Stored entries:
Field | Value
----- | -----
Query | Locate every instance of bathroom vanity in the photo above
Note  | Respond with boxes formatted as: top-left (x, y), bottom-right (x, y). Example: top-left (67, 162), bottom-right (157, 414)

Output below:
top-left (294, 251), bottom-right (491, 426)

What is being asked: Substitute "washbasin cabinet" for "bathroom vanity" throughout the material, leaving all other text unchanged.

Final result:
Field | Value
----- | -----
Query | Locate every instance of washbasin cabinet in the photo above
Note  | Respond with boxes formatted as: top-left (x, y), bottom-right (x, y). Example: top-left (67, 162), bottom-right (157, 414)

Output below:
top-left (294, 251), bottom-right (491, 426)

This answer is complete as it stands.